> WHAT IS NEEDED
In the listing below, transcribe the line that contains "Could you please identify the green tree" and all lines following it, ending with the last line. Add nothing.

> RECORDS PROVIDED
▬▬▬▬▬▬

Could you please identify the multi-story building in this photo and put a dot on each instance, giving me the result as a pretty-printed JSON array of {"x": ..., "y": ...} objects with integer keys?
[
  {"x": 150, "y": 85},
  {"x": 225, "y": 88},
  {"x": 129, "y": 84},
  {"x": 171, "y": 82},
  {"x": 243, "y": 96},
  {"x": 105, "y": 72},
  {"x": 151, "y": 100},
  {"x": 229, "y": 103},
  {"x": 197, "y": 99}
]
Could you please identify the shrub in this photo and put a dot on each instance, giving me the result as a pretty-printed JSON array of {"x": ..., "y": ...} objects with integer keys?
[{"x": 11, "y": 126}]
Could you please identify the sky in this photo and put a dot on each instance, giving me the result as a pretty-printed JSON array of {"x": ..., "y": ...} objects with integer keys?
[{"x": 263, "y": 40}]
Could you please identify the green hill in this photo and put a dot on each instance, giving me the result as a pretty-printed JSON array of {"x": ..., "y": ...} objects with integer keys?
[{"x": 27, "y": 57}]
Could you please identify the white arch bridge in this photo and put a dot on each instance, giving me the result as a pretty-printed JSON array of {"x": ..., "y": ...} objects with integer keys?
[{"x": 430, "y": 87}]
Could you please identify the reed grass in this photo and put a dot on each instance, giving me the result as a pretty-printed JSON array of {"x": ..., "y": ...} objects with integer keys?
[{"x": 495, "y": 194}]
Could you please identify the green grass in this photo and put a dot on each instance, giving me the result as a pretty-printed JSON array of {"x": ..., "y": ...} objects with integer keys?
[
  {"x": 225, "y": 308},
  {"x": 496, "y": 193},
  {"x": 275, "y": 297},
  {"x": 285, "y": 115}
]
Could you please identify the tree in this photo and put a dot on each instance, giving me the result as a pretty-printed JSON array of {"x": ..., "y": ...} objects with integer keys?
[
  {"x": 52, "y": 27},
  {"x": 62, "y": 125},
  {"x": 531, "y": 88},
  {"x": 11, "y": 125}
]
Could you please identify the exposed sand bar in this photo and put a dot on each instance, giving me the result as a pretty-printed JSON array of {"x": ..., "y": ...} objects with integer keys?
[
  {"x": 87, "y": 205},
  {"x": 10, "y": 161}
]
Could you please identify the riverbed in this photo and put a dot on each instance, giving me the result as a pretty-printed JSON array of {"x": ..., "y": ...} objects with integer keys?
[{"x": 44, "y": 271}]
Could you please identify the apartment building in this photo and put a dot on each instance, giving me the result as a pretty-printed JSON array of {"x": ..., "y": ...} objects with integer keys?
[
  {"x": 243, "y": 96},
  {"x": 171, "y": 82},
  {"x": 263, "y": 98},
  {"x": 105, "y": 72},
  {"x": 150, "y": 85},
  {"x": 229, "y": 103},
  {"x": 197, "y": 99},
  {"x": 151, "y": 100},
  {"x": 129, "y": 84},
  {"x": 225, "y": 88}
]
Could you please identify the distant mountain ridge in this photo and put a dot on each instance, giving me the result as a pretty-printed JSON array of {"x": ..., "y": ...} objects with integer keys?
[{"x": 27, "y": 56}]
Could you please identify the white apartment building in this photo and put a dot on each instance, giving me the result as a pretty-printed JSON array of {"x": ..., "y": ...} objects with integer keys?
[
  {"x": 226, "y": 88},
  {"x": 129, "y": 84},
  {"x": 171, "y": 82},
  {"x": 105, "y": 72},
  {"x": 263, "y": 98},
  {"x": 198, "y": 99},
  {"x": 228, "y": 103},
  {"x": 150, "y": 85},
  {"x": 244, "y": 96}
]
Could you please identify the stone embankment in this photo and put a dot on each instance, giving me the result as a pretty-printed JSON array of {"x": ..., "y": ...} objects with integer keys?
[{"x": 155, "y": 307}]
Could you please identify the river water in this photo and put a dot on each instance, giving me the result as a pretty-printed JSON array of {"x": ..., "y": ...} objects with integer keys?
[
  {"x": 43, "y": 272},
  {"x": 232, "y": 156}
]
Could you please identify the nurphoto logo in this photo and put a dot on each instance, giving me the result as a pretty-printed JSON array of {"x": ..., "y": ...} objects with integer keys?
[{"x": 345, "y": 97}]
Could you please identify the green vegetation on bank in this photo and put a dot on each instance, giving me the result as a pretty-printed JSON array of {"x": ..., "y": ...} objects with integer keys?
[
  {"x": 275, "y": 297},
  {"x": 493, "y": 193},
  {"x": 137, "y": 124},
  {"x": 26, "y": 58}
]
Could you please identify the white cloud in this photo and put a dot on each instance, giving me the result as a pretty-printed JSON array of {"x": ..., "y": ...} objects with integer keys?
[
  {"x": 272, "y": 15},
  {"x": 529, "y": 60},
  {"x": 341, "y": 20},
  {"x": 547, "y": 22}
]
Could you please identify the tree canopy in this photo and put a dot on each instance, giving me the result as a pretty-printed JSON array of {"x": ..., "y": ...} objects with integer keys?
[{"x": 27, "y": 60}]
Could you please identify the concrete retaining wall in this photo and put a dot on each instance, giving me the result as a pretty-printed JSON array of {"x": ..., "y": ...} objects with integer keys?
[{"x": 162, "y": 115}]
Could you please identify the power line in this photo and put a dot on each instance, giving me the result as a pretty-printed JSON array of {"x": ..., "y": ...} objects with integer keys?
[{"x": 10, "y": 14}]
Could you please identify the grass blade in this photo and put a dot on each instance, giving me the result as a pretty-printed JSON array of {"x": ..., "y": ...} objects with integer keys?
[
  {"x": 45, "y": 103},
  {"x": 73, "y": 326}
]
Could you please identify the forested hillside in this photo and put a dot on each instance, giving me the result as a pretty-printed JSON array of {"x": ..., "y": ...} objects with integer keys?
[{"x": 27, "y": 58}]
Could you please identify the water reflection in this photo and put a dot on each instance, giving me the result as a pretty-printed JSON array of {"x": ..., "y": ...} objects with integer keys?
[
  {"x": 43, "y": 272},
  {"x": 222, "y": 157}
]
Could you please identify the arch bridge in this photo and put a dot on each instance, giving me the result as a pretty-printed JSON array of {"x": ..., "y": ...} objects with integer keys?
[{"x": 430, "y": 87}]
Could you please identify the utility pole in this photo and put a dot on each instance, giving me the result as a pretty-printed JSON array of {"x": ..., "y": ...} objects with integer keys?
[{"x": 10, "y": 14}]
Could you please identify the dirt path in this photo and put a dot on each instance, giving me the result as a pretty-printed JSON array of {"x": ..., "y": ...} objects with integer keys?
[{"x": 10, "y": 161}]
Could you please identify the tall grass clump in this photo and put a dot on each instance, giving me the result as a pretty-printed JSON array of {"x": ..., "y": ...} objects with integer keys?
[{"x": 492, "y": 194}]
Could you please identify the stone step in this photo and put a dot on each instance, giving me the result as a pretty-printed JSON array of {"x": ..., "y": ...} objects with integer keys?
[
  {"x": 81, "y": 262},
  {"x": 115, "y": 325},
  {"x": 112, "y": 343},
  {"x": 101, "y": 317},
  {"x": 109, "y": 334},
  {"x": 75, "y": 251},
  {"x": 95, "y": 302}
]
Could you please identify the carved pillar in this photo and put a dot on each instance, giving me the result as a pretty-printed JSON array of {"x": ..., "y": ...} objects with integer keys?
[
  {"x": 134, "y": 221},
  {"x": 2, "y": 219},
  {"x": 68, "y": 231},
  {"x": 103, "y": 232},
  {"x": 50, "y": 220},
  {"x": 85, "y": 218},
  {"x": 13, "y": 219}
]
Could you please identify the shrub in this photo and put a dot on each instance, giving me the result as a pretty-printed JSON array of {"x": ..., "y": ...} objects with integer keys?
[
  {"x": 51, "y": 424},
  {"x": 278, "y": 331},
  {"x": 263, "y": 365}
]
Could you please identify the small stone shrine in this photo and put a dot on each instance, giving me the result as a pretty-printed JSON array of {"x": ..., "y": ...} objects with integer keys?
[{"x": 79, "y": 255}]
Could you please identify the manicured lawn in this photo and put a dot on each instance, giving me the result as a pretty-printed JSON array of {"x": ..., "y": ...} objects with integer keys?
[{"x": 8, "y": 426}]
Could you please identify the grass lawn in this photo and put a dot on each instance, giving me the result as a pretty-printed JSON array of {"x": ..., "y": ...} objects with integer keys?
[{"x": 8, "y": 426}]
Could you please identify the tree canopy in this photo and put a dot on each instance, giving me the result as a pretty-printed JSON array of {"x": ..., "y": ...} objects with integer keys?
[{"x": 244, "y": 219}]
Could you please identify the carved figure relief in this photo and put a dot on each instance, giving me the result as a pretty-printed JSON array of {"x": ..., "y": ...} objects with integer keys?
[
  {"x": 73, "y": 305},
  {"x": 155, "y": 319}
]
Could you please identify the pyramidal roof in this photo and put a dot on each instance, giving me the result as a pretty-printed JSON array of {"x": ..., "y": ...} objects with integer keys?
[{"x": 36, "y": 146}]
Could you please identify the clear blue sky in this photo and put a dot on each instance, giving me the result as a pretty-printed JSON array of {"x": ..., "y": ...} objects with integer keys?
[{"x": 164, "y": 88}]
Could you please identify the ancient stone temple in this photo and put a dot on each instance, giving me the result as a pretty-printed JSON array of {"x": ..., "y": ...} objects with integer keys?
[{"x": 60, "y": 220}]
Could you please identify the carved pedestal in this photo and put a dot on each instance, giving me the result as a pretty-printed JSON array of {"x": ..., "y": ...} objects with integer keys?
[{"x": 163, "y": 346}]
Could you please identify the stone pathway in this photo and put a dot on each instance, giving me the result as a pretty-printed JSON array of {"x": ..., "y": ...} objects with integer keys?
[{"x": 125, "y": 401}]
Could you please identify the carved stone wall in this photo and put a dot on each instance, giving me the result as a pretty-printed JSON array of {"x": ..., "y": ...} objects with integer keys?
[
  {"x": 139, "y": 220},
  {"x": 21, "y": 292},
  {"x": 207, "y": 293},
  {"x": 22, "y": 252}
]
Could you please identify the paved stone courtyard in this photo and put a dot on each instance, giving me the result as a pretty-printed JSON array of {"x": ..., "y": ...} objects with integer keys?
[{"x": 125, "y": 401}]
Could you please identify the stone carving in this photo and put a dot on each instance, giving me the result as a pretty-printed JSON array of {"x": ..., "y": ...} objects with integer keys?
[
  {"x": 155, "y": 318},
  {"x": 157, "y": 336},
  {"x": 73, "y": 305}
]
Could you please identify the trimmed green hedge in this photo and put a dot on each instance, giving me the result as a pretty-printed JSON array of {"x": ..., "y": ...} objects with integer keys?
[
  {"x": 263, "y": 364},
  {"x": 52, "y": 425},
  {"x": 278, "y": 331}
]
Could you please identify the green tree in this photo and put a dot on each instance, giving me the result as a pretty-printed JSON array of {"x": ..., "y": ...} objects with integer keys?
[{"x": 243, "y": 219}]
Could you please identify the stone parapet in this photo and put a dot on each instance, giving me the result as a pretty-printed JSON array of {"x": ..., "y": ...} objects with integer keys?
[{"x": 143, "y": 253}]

▬▬▬▬▬▬

> TASK OUTPUT
Could you please identify the green tree in this photo and put a dot on each instance, giving me the result as a pretty-printed JSON array of {"x": ..., "y": ...} objects with integer keys?
[{"x": 243, "y": 219}]
Could you please identify the stone parapet in this photo and put a dot on each instance, giving me the result as a pretty-printed JSON array of {"x": ..., "y": ...} objects with integer keys?
[{"x": 143, "y": 253}]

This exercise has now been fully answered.